CHALLENGE
Restate word for word the lines from the one containing "point: hydrangea bush" through the end of the listing below, with both ends included.

>> start TASK DATA

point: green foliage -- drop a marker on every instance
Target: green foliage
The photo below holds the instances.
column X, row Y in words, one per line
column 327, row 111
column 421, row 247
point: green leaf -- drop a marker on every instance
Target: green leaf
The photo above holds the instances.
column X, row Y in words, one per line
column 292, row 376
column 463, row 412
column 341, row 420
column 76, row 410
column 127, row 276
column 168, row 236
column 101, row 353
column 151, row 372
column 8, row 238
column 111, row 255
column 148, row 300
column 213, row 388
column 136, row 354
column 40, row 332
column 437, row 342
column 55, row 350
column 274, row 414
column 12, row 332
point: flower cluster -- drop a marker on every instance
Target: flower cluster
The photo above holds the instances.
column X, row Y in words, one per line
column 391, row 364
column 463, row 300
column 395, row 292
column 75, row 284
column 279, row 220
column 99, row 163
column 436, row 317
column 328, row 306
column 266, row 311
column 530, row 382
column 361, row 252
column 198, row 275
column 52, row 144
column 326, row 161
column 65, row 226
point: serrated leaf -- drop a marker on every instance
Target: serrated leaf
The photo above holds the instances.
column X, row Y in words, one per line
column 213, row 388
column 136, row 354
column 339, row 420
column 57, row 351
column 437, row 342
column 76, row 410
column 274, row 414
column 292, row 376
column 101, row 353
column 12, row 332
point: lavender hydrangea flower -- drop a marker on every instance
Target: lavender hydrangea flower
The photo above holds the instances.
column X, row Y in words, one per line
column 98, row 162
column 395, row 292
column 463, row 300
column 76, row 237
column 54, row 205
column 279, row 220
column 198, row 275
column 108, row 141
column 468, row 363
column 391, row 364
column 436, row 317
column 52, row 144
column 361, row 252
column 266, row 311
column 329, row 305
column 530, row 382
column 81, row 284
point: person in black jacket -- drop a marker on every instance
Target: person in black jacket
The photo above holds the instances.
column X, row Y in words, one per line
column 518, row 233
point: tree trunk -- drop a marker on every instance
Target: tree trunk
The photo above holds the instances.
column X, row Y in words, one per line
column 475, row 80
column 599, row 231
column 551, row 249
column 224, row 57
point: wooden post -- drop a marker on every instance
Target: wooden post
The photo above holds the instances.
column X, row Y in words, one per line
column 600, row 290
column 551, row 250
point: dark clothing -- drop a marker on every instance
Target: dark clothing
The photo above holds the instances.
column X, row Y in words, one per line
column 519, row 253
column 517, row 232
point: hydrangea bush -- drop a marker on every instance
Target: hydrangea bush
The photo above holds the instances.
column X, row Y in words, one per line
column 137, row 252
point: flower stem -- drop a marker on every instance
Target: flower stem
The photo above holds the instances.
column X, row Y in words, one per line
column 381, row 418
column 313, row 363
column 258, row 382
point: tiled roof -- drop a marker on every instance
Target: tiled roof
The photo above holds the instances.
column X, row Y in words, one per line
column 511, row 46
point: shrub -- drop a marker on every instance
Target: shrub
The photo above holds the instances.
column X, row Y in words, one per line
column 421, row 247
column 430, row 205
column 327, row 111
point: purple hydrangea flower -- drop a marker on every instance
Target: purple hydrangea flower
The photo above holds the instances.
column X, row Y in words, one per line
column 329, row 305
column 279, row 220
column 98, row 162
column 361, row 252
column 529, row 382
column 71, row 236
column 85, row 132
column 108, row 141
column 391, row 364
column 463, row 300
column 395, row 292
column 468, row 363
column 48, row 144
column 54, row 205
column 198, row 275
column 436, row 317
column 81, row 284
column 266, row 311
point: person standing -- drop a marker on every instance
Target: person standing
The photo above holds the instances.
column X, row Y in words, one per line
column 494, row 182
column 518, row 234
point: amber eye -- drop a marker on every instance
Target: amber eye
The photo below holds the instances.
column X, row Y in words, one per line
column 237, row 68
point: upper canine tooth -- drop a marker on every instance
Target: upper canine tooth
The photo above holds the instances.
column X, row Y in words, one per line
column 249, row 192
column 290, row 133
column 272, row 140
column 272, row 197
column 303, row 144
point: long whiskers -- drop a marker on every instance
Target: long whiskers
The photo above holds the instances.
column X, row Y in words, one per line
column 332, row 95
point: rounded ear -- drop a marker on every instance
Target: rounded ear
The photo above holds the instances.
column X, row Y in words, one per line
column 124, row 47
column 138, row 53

>> end TASK DATA

COMPLETED TASK
point: hydrangea bush -- drop a marker on every instance
Target: hydrangea bush
The photo above holds the instances.
column X, row Y in words, one per line
column 137, row 252
point: flower stem -- drop a marker on every instance
Target: flower stem
The photo above holds the instances.
column X, row Y in words, one per line
column 381, row 418
column 313, row 363
column 258, row 382
point: tiled roof -- drop a marker on every instance
Target: tiled roof
The photo above holds the instances.
column X, row Y in words, one per line
column 511, row 46
point: shrub -- drop a marker on every instance
Target: shrub
The photo above holds the instances.
column X, row Y in words, one per line
column 421, row 247
column 430, row 205
column 327, row 111
point: purple hydrangea flower -- drop a marker on every instance
Target: purple hydrangea flower
The photo above holds the instances.
column X, row Y in words, one per line
column 329, row 305
column 279, row 220
column 98, row 162
column 361, row 252
column 529, row 382
column 71, row 236
column 85, row 132
column 108, row 141
column 391, row 364
column 463, row 300
column 395, row 292
column 468, row 363
column 48, row 144
column 54, row 205
column 198, row 275
column 436, row 317
column 81, row 284
column 266, row 311
point: person standing -- drop a marker on every instance
Target: person standing
The photo above holds the instances.
column X, row Y in words, one per line
column 494, row 182
column 518, row 234
point: amber eye -- drop a marker on every instance
Target: amber eye
The photo below holds the instances.
column X, row Y in words, one per line
column 237, row 68
point: upper canine tooth -- drop a marker on every instance
Target: upper canine tooth
The photo above holds the instances.
column X, row Y in words, one per line
column 249, row 192
column 290, row 133
column 272, row 140
column 272, row 197
column 303, row 144
point: long whiskers -- drop a marker on every instance
Target: long whiskers
The photo above holds the instances.
column X, row Y in words, one per line
column 332, row 95
point: rounded ear -- drop a marker on every instance
Target: rounded ear
The photo above holds the instances.
column X, row Y in words, one per line
column 124, row 47
column 138, row 53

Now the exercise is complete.